BEGIN Records supplied

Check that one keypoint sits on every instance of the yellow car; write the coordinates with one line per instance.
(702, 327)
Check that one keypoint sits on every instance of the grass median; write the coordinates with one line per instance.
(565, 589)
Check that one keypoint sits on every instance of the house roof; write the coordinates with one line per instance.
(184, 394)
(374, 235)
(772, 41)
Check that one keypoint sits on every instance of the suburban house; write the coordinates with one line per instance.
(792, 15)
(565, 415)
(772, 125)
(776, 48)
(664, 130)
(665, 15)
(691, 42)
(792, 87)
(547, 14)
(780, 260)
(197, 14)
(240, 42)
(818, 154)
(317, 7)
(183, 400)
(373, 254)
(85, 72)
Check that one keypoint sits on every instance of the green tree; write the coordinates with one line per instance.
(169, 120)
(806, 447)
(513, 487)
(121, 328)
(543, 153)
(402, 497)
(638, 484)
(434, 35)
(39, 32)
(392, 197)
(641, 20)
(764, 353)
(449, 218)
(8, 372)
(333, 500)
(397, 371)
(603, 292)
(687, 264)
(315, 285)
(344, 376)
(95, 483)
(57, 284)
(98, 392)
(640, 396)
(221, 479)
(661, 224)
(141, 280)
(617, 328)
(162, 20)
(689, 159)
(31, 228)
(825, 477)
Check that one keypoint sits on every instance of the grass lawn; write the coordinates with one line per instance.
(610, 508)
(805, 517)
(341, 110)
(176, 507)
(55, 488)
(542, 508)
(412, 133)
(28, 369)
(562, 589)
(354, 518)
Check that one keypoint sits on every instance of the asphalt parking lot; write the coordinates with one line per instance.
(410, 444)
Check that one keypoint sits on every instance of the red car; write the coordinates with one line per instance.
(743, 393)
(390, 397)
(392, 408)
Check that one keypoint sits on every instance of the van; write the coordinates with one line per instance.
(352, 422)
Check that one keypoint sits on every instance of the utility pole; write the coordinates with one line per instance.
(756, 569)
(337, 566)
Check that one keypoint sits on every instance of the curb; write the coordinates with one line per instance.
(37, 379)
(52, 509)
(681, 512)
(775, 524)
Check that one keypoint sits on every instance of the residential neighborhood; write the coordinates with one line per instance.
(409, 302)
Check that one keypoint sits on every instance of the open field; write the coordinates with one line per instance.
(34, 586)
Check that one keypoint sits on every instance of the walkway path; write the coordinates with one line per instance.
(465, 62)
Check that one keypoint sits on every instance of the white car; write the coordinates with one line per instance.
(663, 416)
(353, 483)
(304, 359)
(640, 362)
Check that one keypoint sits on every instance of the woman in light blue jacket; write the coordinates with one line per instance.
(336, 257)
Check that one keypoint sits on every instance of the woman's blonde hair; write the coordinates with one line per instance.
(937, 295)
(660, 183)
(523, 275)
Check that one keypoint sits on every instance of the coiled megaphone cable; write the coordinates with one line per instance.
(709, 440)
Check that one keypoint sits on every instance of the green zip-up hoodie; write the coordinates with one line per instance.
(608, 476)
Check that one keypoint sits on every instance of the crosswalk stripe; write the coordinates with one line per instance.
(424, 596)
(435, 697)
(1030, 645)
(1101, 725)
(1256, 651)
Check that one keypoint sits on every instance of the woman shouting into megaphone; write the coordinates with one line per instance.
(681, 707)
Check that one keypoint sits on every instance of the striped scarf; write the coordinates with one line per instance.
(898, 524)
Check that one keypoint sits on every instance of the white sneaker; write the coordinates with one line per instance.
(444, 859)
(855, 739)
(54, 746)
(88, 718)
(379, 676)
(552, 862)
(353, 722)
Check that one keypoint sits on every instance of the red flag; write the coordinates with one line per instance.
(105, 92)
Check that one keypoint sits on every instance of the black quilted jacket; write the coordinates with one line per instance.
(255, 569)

END Records supplied

Exercise aim -> Using the same words as the original, repeat the records above.

Result of this exercise ->
Check that one keypoint sits on every instance of the yellow car; write the coordinates with one line per instance.
(702, 327)
Check that one keypoint sits on every instance of the grass median; write the coordinates with one line per instance.
(565, 589)
Check that one keypoint sits on every instance of the house roof; write the coordinates with one line per instance.
(184, 394)
(374, 235)
(772, 41)
Check that one keypoint sits on every instance of the suburban house; write the coordinates with one line per instance.
(792, 15)
(565, 415)
(772, 125)
(776, 48)
(664, 130)
(665, 15)
(691, 42)
(792, 87)
(547, 14)
(780, 260)
(197, 14)
(240, 42)
(818, 154)
(317, 7)
(183, 400)
(373, 254)
(85, 72)
Check that one keypoint sits on every instance of the green tree; write the coordinates with one line per instance.
(169, 120)
(806, 447)
(513, 487)
(121, 328)
(543, 153)
(402, 497)
(638, 484)
(434, 35)
(39, 32)
(392, 197)
(641, 20)
(764, 353)
(449, 218)
(8, 372)
(333, 500)
(397, 371)
(603, 292)
(687, 264)
(315, 285)
(344, 376)
(95, 483)
(57, 284)
(98, 392)
(640, 396)
(221, 479)
(661, 224)
(141, 280)
(617, 328)
(162, 20)
(689, 159)
(31, 228)
(825, 477)
Check that one keypoint sits on every instance of the grass lawn; write the coordinates with one line per instance.
(610, 508)
(805, 517)
(341, 110)
(176, 507)
(55, 488)
(542, 508)
(412, 133)
(28, 369)
(562, 589)
(354, 518)
Check that one keypoint sits on every instance of the asphalt parking lot; write the coordinates with one line per instance.
(410, 444)
Check that one keypoint sits on every instance of the red car; write the coordinates with one line per instance.
(743, 393)
(390, 397)
(392, 408)
Check that one keypoint sits on every instance of the van; write the coordinates with one line per instance.
(352, 422)
Check that one keypoint sits on every instance of the utility pole; write the coordinates with one line per instance.
(756, 569)
(337, 566)
Check that one keypoint sits on every instance of the curb; write the coordinates with one line per instance.
(37, 379)
(52, 509)
(681, 512)
(775, 524)
Check that one keypoint sits on every instance of the residential neighborhood; write the coordinates with one line per instance.
(409, 302)
Check that one keypoint sits on every instance of the open field; write the coordinates with one line per instance.
(34, 586)
Check that one keypoint sits on every instance of the walkway path; write the coordinates with one line per instance.
(465, 62)
Check that one keypoint sits on every instance of the white car; write the coordinates with one line per instance.
(663, 416)
(353, 483)
(304, 359)
(640, 362)
Check that one keypoint sits on every instance of the woman in light blue jacket; write the coordinates with one line per instance.
(336, 257)
Check that one keypoint sits on every instance of the woman's blonde hair; write the coordinates with one line per instance.
(937, 295)
(660, 183)
(523, 275)
Check that one keypoint sits on every instance of the coiled megaphone cable; write the coordinates with one line per instance.
(709, 440)
Check that one keypoint sits on every instance of the green zip-up hoodie; write the coordinates with one line per instance.
(608, 476)
Check that one keypoint sits on every instance of the crosswalk stripe; write the coordinates with one line per instance.
(424, 596)
(435, 697)
(1030, 645)
(1101, 725)
(1256, 651)
Check that one keypoint sits on every instance of the woman shouting into megaphone; write the coordinates with one line per instance.
(681, 707)
Check that one keypoint sits on every instance of the striped scarf; write the coordinates with one line per instance.
(898, 524)
Check that one keypoint sits on every instance of the white sneaker; write the coordinates with one line per instance.
(444, 859)
(855, 739)
(54, 746)
(88, 718)
(379, 676)
(552, 862)
(353, 722)
Check that one keypoint sits on every instance of the red flag; write the coordinates with one line per instance.
(105, 92)
Check that one keypoint sits on every instance of the black quilted jacket; write the coordinates with one line per instance.
(255, 569)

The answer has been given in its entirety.